What to work on
Copy out, exactly, the first line of the entries below and every line after it through the one containing "Expected behaviour: for every instance of the brown".

Information supplied
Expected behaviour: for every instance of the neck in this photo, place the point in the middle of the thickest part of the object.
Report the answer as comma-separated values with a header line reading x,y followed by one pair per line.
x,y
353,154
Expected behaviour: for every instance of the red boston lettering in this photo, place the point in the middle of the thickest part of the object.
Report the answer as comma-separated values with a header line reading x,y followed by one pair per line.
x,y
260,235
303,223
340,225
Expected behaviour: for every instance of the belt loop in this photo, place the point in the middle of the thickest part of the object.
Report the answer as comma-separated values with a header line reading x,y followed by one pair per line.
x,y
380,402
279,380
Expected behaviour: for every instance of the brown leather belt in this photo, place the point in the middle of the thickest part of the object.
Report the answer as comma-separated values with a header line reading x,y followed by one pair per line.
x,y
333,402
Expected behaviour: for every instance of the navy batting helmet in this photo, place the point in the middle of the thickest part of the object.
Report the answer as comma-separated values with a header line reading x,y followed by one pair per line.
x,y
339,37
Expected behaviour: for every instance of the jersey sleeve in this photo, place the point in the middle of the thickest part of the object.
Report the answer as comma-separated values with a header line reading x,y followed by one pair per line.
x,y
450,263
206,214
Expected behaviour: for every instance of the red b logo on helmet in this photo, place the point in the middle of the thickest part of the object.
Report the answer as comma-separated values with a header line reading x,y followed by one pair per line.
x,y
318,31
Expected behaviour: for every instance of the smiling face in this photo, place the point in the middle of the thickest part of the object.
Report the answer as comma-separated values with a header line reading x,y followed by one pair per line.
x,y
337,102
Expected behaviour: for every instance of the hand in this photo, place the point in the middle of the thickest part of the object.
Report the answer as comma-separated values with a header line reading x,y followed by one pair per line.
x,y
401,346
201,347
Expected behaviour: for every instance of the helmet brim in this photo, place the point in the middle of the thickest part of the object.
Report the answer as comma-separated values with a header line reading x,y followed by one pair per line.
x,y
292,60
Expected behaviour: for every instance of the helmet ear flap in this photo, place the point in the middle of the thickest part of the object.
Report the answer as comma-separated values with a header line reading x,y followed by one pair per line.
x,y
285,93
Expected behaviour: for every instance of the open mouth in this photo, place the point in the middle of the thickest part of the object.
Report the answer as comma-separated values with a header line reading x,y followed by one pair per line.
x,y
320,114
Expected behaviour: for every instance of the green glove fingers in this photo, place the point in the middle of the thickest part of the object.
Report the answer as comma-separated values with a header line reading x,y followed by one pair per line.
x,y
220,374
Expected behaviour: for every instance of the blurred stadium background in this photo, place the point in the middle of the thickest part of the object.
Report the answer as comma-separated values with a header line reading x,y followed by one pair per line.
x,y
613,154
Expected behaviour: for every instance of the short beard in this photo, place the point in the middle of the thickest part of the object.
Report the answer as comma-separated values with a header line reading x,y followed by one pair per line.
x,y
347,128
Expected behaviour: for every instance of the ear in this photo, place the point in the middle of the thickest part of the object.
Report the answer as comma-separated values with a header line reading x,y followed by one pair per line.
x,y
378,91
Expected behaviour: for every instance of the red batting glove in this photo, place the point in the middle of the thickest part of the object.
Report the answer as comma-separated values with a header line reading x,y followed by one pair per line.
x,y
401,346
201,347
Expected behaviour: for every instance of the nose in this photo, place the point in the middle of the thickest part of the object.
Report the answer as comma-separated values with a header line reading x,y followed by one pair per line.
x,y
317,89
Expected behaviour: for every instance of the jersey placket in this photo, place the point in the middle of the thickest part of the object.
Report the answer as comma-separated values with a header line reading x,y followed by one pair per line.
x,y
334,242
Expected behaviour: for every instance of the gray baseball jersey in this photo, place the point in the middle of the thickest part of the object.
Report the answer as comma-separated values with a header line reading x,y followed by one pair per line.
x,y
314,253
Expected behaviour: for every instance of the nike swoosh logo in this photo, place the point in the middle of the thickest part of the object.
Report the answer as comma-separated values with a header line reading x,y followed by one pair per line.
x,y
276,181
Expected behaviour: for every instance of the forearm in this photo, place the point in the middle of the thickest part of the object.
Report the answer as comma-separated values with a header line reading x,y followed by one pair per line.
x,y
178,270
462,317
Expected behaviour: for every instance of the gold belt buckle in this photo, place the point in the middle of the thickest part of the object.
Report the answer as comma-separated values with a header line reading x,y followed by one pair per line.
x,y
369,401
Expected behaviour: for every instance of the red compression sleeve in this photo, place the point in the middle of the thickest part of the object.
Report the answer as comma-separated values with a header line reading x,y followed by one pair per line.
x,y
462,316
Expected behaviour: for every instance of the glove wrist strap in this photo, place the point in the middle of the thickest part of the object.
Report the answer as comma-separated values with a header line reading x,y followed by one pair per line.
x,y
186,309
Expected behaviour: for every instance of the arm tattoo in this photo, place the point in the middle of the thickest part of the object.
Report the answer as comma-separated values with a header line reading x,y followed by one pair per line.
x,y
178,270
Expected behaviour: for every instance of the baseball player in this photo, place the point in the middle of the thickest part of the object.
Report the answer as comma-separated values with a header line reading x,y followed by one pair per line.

Solution to this task
Expected behaviour: for every instance of the neck in this photo, place the point in the middle of the thickest part of the object.
Report the answer as comma-separated values with a header line reading x,y followed by one pair per line.
x,y
353,154
Expected behaviour: for every instance of the red boston lettering in this photo, place the point in the middle of the thickest part of the object.
Report the answer as comma-separated values with a header line reading x,y followed by one pair per line.
x,y
260,235
303,223
340,225
Expected behaviour: for every instance of the belt loop in this photo, place the point in the middle of the thickest part of the object.
Report the answer as comma-separated values with a header line reading x,y followed by one pair per line.
x,y
380,402
279,380
Expected behaviour: for every instance of the brown leather belt in this photo, place the point in the middle of the thickest part of the object.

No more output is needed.